:: Supplied records ::

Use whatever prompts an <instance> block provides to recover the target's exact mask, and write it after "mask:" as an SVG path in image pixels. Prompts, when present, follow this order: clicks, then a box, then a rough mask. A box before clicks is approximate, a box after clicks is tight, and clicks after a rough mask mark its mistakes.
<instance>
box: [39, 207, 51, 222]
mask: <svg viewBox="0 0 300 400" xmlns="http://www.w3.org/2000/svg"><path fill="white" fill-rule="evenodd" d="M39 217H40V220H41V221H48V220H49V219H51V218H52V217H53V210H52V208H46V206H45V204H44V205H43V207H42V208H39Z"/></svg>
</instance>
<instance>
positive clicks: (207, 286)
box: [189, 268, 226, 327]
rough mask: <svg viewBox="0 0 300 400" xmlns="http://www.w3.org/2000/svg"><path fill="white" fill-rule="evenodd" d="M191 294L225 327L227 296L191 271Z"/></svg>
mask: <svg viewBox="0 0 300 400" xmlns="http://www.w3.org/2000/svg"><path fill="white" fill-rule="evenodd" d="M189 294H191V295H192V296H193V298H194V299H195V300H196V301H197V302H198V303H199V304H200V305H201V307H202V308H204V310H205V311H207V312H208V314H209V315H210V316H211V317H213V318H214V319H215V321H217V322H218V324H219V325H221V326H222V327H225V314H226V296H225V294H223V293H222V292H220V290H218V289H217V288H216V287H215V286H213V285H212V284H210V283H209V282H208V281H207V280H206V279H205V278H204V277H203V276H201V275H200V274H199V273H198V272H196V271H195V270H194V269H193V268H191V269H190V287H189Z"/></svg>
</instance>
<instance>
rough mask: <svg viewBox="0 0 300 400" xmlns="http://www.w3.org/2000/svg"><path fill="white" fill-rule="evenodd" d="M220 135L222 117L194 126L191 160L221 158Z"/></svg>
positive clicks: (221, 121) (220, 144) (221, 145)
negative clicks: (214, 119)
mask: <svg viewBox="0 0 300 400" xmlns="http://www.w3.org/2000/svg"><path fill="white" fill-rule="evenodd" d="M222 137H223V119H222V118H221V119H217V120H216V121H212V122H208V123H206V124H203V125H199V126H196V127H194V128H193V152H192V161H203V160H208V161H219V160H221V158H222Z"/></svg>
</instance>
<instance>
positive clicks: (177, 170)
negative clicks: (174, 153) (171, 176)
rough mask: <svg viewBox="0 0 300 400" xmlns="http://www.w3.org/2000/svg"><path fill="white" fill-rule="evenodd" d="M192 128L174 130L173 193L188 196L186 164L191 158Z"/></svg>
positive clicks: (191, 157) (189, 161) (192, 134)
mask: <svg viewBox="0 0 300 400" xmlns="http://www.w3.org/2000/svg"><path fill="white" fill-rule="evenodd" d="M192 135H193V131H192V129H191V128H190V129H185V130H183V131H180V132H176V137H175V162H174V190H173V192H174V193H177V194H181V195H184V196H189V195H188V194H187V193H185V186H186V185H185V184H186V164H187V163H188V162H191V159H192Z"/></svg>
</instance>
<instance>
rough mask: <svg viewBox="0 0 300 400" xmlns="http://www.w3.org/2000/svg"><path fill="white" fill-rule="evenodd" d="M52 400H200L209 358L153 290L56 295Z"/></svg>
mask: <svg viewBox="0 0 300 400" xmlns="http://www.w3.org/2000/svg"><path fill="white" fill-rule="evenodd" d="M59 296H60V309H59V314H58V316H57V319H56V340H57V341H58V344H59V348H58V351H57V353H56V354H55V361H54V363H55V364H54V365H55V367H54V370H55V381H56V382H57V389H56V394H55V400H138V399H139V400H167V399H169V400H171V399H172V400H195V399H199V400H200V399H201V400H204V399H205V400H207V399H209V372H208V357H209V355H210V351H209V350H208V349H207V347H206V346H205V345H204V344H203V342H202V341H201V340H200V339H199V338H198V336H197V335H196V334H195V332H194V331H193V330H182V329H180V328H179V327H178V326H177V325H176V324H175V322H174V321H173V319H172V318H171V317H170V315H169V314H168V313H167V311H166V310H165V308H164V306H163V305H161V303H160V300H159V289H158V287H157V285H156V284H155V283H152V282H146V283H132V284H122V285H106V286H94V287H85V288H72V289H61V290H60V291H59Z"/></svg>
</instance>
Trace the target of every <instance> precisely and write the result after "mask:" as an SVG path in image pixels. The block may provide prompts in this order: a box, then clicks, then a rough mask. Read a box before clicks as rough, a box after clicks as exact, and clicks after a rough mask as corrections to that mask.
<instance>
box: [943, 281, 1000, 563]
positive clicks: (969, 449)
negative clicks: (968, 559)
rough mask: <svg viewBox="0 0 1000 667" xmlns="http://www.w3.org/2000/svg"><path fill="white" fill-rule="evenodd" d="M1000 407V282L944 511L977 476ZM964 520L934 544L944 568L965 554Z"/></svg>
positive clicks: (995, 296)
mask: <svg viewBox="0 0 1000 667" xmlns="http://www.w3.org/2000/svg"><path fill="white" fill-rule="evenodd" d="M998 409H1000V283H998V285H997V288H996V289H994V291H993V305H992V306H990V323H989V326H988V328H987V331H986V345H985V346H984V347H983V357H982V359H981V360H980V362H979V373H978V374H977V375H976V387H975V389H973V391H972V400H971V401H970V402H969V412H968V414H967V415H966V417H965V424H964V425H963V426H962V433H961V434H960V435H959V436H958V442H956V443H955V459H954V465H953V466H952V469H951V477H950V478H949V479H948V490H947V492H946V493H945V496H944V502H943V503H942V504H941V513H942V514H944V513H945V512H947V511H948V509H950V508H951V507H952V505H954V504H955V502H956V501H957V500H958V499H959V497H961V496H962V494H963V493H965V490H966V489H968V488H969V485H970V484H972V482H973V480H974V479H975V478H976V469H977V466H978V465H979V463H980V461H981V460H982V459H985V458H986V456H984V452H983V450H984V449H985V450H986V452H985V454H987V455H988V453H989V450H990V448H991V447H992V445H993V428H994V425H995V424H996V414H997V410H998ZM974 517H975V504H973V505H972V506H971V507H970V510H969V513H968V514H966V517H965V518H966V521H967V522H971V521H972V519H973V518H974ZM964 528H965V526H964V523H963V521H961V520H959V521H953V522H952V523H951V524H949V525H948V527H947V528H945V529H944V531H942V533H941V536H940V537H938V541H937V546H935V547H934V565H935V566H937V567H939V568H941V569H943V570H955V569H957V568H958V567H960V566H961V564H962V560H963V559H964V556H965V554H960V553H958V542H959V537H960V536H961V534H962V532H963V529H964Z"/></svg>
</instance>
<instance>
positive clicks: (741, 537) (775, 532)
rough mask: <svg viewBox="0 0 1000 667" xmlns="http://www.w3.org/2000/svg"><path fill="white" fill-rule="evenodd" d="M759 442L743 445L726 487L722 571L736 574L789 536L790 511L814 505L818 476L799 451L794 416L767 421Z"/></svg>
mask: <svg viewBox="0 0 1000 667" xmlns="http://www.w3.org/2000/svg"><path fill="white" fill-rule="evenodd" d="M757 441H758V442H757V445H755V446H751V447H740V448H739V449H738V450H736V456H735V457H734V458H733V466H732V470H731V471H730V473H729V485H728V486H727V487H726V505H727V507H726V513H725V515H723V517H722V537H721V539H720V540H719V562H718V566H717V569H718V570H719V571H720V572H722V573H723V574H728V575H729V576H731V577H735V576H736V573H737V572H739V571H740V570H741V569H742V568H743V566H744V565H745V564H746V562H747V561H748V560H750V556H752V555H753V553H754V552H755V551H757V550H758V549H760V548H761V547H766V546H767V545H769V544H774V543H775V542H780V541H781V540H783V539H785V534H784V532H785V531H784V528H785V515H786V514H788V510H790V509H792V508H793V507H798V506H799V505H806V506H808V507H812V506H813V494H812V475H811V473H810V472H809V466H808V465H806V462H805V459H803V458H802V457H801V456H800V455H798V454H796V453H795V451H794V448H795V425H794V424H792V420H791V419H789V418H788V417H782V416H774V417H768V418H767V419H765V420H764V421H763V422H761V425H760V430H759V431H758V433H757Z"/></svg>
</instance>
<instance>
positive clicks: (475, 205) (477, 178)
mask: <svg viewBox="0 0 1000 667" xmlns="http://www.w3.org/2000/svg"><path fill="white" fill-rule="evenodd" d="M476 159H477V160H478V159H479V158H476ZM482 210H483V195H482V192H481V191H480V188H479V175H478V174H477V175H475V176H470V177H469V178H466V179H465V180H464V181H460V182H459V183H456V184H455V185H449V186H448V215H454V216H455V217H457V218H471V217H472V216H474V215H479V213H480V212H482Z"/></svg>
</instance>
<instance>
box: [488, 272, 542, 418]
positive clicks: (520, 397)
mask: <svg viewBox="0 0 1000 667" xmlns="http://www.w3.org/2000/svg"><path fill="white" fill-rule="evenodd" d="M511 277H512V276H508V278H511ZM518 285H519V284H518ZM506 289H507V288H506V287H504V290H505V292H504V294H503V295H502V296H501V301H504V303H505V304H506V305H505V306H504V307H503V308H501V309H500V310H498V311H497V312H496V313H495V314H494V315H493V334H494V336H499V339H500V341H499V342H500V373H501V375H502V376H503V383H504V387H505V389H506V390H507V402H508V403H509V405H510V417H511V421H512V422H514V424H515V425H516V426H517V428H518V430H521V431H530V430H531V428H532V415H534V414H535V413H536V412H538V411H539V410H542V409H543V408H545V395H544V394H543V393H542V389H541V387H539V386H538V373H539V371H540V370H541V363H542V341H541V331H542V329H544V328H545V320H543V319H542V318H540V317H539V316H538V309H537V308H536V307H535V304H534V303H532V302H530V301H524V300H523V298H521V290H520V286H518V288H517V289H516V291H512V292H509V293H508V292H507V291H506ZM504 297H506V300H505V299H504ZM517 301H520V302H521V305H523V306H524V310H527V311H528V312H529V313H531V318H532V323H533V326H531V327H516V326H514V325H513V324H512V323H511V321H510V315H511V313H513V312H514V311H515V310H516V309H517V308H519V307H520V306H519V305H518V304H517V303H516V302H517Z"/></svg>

:: Work task ::
What lines in the data include the string "write"? Copy each one.

:: Result ::
Use whatever prompts an <instance> block provides to recover the target's exact mask, and write it after "mask:" as an SVG path in image pixels. Prompts, when present, follow this order: clicks, then a box, then a rough mask. A box before clicks is approximate, a box after clicks is tight, and clicks after a rough mask mark its mistakes.
Trace the target of every <instance> precisely and write the result after "mask:" as an SVG path in image pixels. The block may provide prompts in this order: a box, then clicks, then a rough mask. Read a box before clicks as rough, a box after clicks as exact, and clicks after a rough mask as corrections to that mask.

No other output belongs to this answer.